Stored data
-=-=-=-=-

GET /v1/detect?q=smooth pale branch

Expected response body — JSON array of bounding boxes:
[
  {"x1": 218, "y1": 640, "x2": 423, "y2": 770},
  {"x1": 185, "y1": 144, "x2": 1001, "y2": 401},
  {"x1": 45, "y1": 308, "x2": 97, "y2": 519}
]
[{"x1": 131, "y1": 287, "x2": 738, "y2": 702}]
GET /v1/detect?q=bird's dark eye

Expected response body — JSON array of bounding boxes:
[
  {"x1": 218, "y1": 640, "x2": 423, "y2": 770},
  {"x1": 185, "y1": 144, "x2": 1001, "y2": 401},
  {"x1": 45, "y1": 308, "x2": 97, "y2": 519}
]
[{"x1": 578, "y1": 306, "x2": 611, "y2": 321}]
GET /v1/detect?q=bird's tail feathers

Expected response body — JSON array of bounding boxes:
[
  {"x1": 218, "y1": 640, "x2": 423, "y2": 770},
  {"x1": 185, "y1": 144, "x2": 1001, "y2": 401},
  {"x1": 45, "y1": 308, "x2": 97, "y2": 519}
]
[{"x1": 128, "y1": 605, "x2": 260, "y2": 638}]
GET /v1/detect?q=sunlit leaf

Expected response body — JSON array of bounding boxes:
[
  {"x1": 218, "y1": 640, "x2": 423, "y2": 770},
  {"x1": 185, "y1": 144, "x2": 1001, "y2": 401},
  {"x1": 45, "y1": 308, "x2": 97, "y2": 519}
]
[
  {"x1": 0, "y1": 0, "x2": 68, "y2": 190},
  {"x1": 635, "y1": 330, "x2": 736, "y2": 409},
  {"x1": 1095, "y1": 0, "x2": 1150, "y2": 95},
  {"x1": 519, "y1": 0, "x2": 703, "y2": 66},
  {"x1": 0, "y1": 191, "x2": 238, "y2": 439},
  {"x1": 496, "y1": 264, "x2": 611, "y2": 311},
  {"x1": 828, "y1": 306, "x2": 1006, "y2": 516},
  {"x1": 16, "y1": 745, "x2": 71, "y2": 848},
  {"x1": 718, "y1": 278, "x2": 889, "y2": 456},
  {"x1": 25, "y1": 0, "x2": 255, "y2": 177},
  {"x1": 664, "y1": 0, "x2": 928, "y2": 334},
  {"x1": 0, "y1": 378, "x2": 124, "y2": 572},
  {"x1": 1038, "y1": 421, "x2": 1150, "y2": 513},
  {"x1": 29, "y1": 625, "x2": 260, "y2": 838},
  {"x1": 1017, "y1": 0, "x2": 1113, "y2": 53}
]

-=-=-=-=-

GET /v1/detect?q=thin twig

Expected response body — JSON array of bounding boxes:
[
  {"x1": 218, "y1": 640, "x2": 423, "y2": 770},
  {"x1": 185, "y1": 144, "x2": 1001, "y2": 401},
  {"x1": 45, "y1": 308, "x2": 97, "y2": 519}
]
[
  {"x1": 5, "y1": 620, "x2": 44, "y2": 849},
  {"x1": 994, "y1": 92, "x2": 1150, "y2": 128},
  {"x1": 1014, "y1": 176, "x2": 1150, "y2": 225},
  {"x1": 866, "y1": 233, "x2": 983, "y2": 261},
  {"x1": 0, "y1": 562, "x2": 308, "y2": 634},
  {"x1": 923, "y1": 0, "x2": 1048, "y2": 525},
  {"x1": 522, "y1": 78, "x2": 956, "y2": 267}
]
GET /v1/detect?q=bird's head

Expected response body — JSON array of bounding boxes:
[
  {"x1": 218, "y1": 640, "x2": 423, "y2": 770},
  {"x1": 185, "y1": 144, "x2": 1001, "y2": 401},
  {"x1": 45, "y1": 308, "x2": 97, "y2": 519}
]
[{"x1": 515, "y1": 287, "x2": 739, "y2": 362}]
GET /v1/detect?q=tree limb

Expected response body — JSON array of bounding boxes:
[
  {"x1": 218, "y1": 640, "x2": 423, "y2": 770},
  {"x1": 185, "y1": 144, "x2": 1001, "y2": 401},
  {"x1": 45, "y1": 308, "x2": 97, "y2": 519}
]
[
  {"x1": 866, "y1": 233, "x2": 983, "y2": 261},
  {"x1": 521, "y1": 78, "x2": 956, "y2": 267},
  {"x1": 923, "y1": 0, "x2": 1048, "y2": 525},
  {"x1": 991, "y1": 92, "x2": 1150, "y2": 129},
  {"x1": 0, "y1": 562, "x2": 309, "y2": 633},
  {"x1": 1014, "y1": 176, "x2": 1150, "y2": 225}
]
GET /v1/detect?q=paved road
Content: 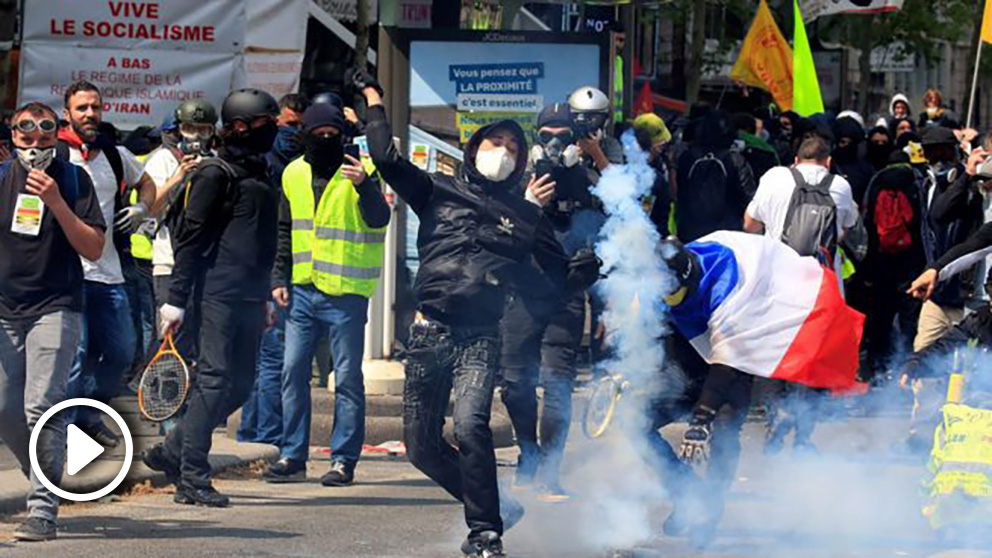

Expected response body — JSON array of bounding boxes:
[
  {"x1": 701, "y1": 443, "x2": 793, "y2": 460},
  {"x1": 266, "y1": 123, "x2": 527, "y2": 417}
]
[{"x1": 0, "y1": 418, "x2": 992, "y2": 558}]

-=-=-=-=-

Work to be completed
How many lines of the material above contain the string "bird", with case counting? Reply with the number alone.

The result
3